L’urgence d’éduquer au consentement : les violences sexuelles à la cité internationale

Illustration de Manjit Thapp

Cet article est issu du numéro “Urgences” du journal qui sortira en version papier dans le courant du mois de février

Alors qu’une étudiante sur 10 a été victime d’agression sexuelle, 1 étudiante sur 20 a subi un viol. C’est le constat alarmant qui ressort de l’enquête nationale menée en 2020 par l’observatoire étudiant des violences sexuelles et sexistes dans l’enseignement supérieur.1

“Il m’a dit ne pas être capable d’attendre. Lorsqu’il a retenté d’abaisser mon pantalon, je l’ai laissé faire. On se disait amis.”

Agathe2, résidente à la cité internationale

De Science Po à Centrale-Supélec dernièrement, nombreuses sont les écoles dont le prestige a été entaché par des scandales de violences sexuelles. Ce fléau n’a pas de profil sociologique, il touche l’ensemble de l’enseignement supérieur. On constate que la majorité de ces violences ont lieu le week-end ou hors du campus. De plus, l’effet de groupe et la consommation d’alcool sont des facteurs influençant significativement la survenue de ces violences.1 Du fait que de nombreux étudiants y vivent ensemble, la cité internationale constitue malheureusement un environnement propice à ces délits voire crimes dans le cas du viol. 

Quelle différence entre une agression sexuelle et un viol ?

“Constitue une agression sexuelle toute atteinte sexuelle commise avec violence, contrainte, menace ou surprise” selon l’art. 222-22 du Code Pénal. “Toute acte de pénétration sexuelle, de quelque nature qu’il soit, commis sur la personne d’autrui ou sur la personne de l’auteur par la violence, contrainte, menace ou surprise est un viol.”, art. 222-23 du Code Pénal.

Des conséquences lourdes sur le mental

Rayane Hamza, médecin spécialisé en psychiatrie nous présente les conséquences traumatiques d’une violence sexuelle lors d’un entretien :  “Toute agression sexuelle constitue un évènement à potentiel traumatique. L’agression sexuelle est un évènement particulièrement pourvoyeur de trouble de stress post-traumatique (TSPT), d’autant plus quand elle va jusqu’au viol. En effet, plusieurs études3 ont démontré que les violences de nature sexuelle correspondent à l’une des catégories de violences les plus traumatisantes, tous évènements à potentiel traumatique confondus. Une agression sexuelle peut être traumatisante en ce qu’elle menace l’intégrité sexuelle de la victime, voire l’intégrité physique, allant jusqu’à la perception d’une menace à la vie. L’intentionnalité de l’agression sexuelle, c’est-à-dire le fait de diriger explicitement cette violence sur une personne, majore le risque de développer un TSPT.4

“« Tu m’as dit fais ce que tu veux de moi, donc je pensais que tu avais changé d’avis ». Tu n’entendais et voyais aucun de mes signaux de refus mais cette phrase, imprégnée de résignation, prononcée les larmes aux yeux, tu n’as pas eu besoin que je te la répète.”

## DONNÉES ENREGISTRÉES

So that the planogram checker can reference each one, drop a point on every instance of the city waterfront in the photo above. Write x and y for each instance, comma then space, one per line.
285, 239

## CONSIGNE 1
Répondez à ces questions à l'aide de l'article sur les violences sexuelles à la cité internationale, plus haut :
(a) Selon l'enquête nationale de 2020, quelle part des étudiantes a subi un viol ?
(b) Quel article du Code pénal définit le viol ?
(c) Quelle est la spécialité de Rayane Hamza ?
## CONSIGNE 2
Recopiez mot pour mot l'article sur les violences sexuelles, en commençant par « Agathe2, résidente à » et en allant jusqu'à « cas du viol. ».
## CONSIGNE 3
Reprenez l'article sur les violences sexuelles à la cité internationale et écrivez la suite, à partir de sa dernière phrase.

## RÉPONSE 1
(a) Une étudiante sur 20.
(b) L'article 222-23.
(c) Rayane Hamza est médecin spécialisé en psychiatrie.

## RÉPONSE 2
Agathe2, résidente à la cité internationale

De Science Po à Centrale-Supélec dernièrement, nombreuses sont les écoles dont le prestige a été entaché par des scandales de violences sexuelles. Ce fléau n’a pas de profil sociologique, il touche l’ensemble de l’enseignement supérieur. On constate que la majorité de ces violences ont lieu le week-end ou hors du campus. De plus, l’effet de groupe et la consommation d’alcool sont des facteurs influençant significativement la survenue de ces violences.1 Du fait que de nombreux étudiants y vivent ensemble, la cité internationale constitue malheureusement un environnement propice à ces délits voire crimes dans le cas du viol.

## RÉPONSE 3
Lola, résidente à la cité internationale

“Lors d’une agression sexuelle, la victime peut se trouver dans un état de choc et apparaître comme éteinte et passive. Sidérée par la violence, elle peut éprouver une extrême détresse psychique et ressentir des phénomènes de dissociation péri-traumatique. On parle par exemple de dépersonnalisation (sentiment d’être détaché de soi-même, de se regarder comme un observateur étranger) et de déréalisation (sentiment de ne plus reconnaître son environnement autour de soi, d’avoir l’impression que la réalité n’est plus réelle).”

Rayane Hamza, médecin spécialisé en psychiatrie

“Ce n’était pas le moment, je lui ai demandé que l’on reporte ça à plus tard. Il s’est quand même déshabillé et s’est mis à se masturber devant moi. Je pense m’être fait bien comprendre, je me suis justifiée. Il n’a simplement pas voulu m’écouter. Il a commencé à enlever mon pantalon, je l’ai remonté. Je lui ai encore demandé de laisser tomber, on aurait pu se voir plus tard dans la journée. Il m’a dit ne pas être capable d’attendre. Lorsqu’il a retenté d’abaisser mon pantalon, je l’ai laissé faire. On se disait amis, je le fréquentais depuis plus d’un an.”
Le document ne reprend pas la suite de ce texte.